■ Task brief:
Repeat the records exactly. Every line must match.

Part of a data file:
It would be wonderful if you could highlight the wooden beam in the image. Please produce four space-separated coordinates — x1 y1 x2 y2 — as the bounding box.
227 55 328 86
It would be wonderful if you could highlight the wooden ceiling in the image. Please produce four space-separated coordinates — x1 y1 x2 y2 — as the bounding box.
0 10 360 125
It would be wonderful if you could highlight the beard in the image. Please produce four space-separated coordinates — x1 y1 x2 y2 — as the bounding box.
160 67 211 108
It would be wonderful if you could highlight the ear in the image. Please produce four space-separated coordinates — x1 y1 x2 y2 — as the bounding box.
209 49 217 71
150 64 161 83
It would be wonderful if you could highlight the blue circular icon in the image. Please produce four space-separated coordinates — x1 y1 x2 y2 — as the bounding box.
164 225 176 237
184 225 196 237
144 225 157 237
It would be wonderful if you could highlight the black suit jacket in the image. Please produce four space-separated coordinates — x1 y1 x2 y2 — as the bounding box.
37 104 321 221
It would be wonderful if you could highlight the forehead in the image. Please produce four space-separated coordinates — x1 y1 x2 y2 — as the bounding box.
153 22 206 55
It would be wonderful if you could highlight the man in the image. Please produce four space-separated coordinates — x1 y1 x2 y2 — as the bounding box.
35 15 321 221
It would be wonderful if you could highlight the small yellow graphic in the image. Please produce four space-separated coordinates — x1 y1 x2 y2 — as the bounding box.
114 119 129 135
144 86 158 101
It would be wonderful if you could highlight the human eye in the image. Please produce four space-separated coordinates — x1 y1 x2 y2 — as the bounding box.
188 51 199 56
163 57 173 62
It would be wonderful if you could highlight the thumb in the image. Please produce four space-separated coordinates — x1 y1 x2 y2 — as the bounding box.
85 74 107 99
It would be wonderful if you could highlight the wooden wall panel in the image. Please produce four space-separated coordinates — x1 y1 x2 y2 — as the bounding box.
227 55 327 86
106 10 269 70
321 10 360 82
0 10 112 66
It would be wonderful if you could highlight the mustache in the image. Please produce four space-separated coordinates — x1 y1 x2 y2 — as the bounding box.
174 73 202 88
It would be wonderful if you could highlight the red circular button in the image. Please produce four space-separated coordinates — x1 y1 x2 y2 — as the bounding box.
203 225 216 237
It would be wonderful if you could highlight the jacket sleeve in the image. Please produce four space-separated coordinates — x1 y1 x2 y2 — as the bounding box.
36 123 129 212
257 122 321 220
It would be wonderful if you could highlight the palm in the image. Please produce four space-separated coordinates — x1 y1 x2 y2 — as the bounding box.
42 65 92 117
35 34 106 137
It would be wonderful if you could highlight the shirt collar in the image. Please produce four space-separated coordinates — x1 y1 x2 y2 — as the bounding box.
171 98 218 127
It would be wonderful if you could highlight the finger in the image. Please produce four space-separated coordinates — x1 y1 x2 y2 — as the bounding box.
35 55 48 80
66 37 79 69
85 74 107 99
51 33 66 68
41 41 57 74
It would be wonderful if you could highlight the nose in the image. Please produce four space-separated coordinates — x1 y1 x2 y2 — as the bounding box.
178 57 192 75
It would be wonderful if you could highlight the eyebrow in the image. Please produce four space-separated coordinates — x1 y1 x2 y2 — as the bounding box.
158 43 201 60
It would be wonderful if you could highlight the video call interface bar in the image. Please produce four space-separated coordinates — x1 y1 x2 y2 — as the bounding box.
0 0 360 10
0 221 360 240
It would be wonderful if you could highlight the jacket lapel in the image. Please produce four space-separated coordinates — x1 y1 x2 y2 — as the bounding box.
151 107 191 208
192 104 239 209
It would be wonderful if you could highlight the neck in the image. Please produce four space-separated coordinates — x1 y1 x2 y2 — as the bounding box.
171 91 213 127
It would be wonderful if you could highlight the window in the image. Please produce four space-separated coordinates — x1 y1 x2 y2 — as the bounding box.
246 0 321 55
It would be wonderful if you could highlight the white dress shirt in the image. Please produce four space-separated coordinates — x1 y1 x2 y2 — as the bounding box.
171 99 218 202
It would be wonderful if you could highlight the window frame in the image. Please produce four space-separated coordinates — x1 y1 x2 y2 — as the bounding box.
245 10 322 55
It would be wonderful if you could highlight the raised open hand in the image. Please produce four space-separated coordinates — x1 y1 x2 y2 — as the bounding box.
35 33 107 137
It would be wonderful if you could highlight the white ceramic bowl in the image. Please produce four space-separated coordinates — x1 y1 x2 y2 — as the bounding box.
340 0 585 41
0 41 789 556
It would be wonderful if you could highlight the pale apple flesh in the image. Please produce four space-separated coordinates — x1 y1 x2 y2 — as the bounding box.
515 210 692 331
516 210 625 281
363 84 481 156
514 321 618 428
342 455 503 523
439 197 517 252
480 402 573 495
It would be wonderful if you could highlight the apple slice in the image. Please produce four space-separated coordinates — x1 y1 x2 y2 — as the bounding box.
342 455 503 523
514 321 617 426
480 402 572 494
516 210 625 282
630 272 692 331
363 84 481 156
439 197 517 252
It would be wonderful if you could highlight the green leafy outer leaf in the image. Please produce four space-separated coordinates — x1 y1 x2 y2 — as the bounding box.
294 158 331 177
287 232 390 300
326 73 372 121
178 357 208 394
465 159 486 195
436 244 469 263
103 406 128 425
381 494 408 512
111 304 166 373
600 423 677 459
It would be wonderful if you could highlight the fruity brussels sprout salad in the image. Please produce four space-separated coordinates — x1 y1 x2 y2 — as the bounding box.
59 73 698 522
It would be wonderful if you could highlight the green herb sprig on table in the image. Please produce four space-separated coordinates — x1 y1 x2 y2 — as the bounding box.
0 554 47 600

■ Solution for this exercise:
It would be wonderful if you could highlight the wooden beam in the image. Please produce four space-separated coordinates — x1 y1 x2 y2 — as the bounding box.
227 55 328 86
It would be wonderful if you could highlight the wooden ceiling in the image. Please produce four space-separated coordinates — x1 y1 x2 y2 — as the bounding box.
0 10 360 125
It would be wonderful if you could highlight the beard in the image. Please produce four space-separated coordinates — x1 y1 x2 y2 — as the bounding box.
160 67 211 108
It would be wonderful if you could highlight the ear in the image. Please produce four space-separated coordinates — x1 y1 x2 y2 — as the bounding box.
209 49 217 71
150 64 161 83
It would be wonderful if you could highlight the blue circular icon in the image. Please produce four space-separated coordinates — x1 y1 x2 y2 — as the bounding box.
164 225 176 237
184 225 196 237
144 225 157 237
It would be wonderful if you could highlight the black suit jacket in the image. Please produce four space-separated coordinates — x1 y1 x2 y2 — as the bounding box.
37 104 321 221
It would be wonderful if you could highlight the forehead in the image. Please produce four space-separated coordinates — x1 y1 x2 y2 — as the bounding box.
153 22 206 55
It would be wonderful if you could highlight the man in the image. Please produce four space-separated coordinates — x1 y1 x2 y2 — as the bounding box.
35 15 321 221
It would be wonderful if you could highlight the small yellow graphic in the image. Please produce four space-separated coordinates — x1 y1 x2 y2 — as the bounding box.
114 119 129 135
144 86 158 101
It would be wonderful if you could highlight the human eye in the image. Please produce four space-separated coordinates — x1 y1 x2 y2 — as the bounding box.
188 51 199 56
163 57 173 62
It would be wonderful if you could highlight the thumb in the image. Please produce four space-separated coordinates — x1 y1 x2 y2 — as the bounding box.
85 74 107 99
It would be wonderful if you could highlight the wooden wall panel in the image. Please produce four space-separated coordinates — x1 y1 x2 y2 — as the bounding box.
227 55 327 86
106 10 269 70
321 10 360 82
0 10 112 66
It would be wonderful if you could highlight the mustache in the image. Please produce four space-separated coordinates — x1 y1 x2 y2 — as the bounding box.
174 73 202 88
It would be wonderful if you could highlight the red circular button in the image. Please produce four space-separated coordinates — x1 y1 x2 y2 — as the bounding box.
203 225 216 237
It would be wonderful if you could highlight the jacket sleeve in the image. Please produce four space-separated coordinates — x1 y1 x2 y2 — as the bounding box.
36 123 129 212
257 122 321 220
It would be wonderful if you could highlight the palm in the image. Please produce four space-separated coordinates — x1 y1 x2 y2 — as the bounding box.
42 65 92 117
35 34 106 137
It would be wonderful if you could highlight the shirt collar in the image. Please produce four space-separated coordinates — x1 y1 x2 y2 — as the bounding box.
171 98 218 127
It would be wonderful if you could highlight the finger in the image. Please produce four space-separated coordinates — x1 y1 x2 y2 — as the bounding box.
35 55 48 80
66 37 79 69
85 74 107 99
51 33 66 68
41 41 57 74
It would be wonderful if you could highlight the nose in the image. Please produce four space-separated coordinates — x1 y1 x2 y2 — as the bounding box.
178 57 192 75
It would be wonderful if you could highlight the eyebrow in the image. Please produce four space-separated coordinates — x1 y1 x2 y2 — as the bounding box.
158 43 201 60
It would be wonderful if you could highlight the video call interface bar in the image. Please produce four space-separated coordinates — x1 y1 x2 y2 — as the bounding box.
0 0 360 10
0 221 360 240
It would be wonderful if you could highlight the jacket lapel in the image. Please produce four space-separated coordinates — x1 y1 x2 y2 — as the bounding box.
151 107 191 208
192 104 239 209
It would be wonderful if you could highlight the neck in the image. Please produce four space-separated coordinates — x1 y1 x2 y2 — as the bounding box.
171 91 213 127
It would be wonderful if you could highlight the window in the image. Please produce four space-separated coordinates — x1 y1 x2 y2 — as the bounding box.
246 0 321 55
It would be wonderful if you could highlight the white dress shirt in the image. Please produce four space-separated coordinates — x1 y1 x2 y2 — as the bounding box.
171 99 218 202
It would be wonderful if you could highlight the window frame in the image. Please produce four space-separated coordinates — x1 y1 x2 y2 — as the bounding box.
245 10 322 55
It would be wonderful if you could highlight the raised open hand in the image. Please produce four space-separated coordinates — x1 y1 x2 y2 — as the bounding box.
35 33 107 137
It would be wonderful if you could highlight the white ceramic bowl in the image. Please produce four space-separated coordinates — x1 y1 x2 y2 — as the bounding box.
340 0 585 41
0 41 789 556
It would be wonderful if you could highlight the pale apple flesh in the image. Please produce four space-separated coordinates — x1 y1 x2 y2 — as the bounding box.
515 210 692 331
516 210 625 281
363 84 481 156
514 321 618 428
342 455 503 523
439 197 517 252
480 402 573 495
It would be wonderful if you could highlight the apple slice in the image. Please produce four space-separated coordinates — x1 y1 x2 y2 — as the bounding box.
342 455 503 523
514 321 617 426
480 402 572 494
516 210 625 282
630 272 692 331
363 84 481 156
439 197 517 252
It would be wonderful if you could highlight the green leafy outer leaf in the image. Please produce four space-separated coordinates — x1 y1 x2 y2 — as the bounding box.
294 158 331 177
287 232 390 300
326 73 372 121
178 357 208 394
465 159 486 195
436 244 469 263
103 406 128 425
381 494 408 512
111 304 166 373
600 423 677 459
It would be wonderful if you could highlight the fruity brussels sprout salad in the image. Please produce four space-separated coordinates — x1 y1 x2 y2 — as the bounding box.
59 73 698 522
It would be wonderful if you could highlight the green herb sprig on table in the image. Please produce four space-separated coordinates — x1 y1 x2 y2 — as the bounding box.
0 554 47 600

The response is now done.